-- TEXT FOR ANALYSIS --
"""
What is AI regulation in the Marshall Islands?

AI regulation: countries and regions

The Marshall Islands has no dedicated artificial intelligence law, bill, national AI strategy or AI policy, and no AI regulator. There is no AI-specific framework at all. The nearest relevant rules are the Personal Data Protection Act 2025, which applies only to core national government ministries and agencies, the constitutional right to privacy, and cybercrime and cybersecurity statutes passed in 2025. Anyone deploying AI relies on these general laws, contracts and sector rules rather than on AI regulation.

Reviewed by Jackie, Head of Learning & Development, Levellers · Last reviewed 8 June 2026

What this means

The Republic of the Marshall Islands (RMI) is a small Pacific island state of 42,418 residents (2021 Census), of whom 23,156 (54.6 per cent) live on Majuro, spread across 29 coral atolls and five single islands, in free association with the United States. It does not regulate artificial intelligence as a distinct subject. There is no AI Act, no AI bill before the Nitijela (parliament), no published national AI strategy, and no agency tasked with AI oversight. Per the AI Asia Pacific Institute's August 2024 report, no Pacific Island country has yet published a national AI strategy, with only Fiji and Papua New Guinea reported to be making progress on developing theirs.
"""
-- WHAT TO WORK ON --
A) Restate the paragraph beginning "The Marshall Islands has no dedicated artificial intelligence law" from the text on AI regulation in the Marshall Islands as a short bulleted list that keeps its main facts.
B) According to the text on AI regulation in the Marshall Islands, how many residents did the 2021 Census count, and how many of them live on Majuro?
C) Resume the text on AI regulation in the Marshall Islands after its last sentence, in the same plain style.

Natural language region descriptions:
"""
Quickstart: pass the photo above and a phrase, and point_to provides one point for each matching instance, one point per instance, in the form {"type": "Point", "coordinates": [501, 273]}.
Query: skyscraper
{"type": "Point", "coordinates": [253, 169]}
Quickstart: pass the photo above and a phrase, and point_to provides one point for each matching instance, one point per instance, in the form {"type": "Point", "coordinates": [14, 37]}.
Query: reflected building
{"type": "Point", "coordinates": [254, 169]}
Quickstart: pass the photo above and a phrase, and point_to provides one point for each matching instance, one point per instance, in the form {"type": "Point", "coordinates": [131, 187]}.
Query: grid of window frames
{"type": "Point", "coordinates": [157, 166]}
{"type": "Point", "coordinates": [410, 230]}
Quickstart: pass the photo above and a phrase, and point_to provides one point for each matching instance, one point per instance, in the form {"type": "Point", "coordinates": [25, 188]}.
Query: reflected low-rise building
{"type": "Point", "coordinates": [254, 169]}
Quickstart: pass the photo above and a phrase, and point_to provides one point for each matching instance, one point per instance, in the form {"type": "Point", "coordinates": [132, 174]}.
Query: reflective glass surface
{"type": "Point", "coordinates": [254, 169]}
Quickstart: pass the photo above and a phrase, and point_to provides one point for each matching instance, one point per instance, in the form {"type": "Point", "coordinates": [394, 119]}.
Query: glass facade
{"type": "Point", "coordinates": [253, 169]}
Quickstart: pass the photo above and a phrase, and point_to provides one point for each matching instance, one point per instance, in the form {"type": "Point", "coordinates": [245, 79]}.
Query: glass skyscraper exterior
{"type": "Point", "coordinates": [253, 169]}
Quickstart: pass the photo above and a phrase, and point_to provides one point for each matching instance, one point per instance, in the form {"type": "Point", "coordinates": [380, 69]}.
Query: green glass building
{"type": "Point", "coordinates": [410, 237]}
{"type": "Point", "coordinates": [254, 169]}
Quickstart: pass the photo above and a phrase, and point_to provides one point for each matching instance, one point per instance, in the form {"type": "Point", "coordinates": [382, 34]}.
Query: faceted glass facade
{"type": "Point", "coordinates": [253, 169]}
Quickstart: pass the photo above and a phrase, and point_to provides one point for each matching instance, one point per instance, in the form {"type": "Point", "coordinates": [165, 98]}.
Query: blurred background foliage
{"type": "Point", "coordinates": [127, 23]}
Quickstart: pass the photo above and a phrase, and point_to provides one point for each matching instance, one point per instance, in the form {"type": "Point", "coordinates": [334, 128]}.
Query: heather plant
"""
-- EXPECTED RESPONSES --
A)
- No AI law, bill, national AI strategy, AI policy or AI regulator, and no AI-specific framework.
- The nearest relevant rules are:
  - the Personal Data Protection Act 2025, which covers only core national government ministries and agencies
  - the constitutional right to privacy
  - the cybercrime and cybersecurity statutes of 2025
- Anyone deploying AI relies on general laws, contracts and sector rules.

B) The census counted 42,418 residents, and 23,156 of them (54.6 per cent) live on Majuro.

C)
What the RMI does have, as of 2025 and 2026, is the beginning of a digital legal architecture. In 2025 the Nitijela passed a cluster of digital laws, including the Personal Data Protection Act 2025, a Cybersecurity Act 2025 and a Cybercrimes Act 2025, alongside electronic transactions and digital identity legislation. These laws were supported by the World Bank-financed Digital Republic of the Marshall Islands (Digital RMI) project. None of them mentions AI.

For an organisation using AI in the Marshall Islands, the practical position is therefore that AI is governed indirectly: by the new data protection law where a core government body is involved, by the constitutional privacy right, by general criminal and consumer law, by contract, and by whatever foreign laws apply to the vendor or to cross-border data flows.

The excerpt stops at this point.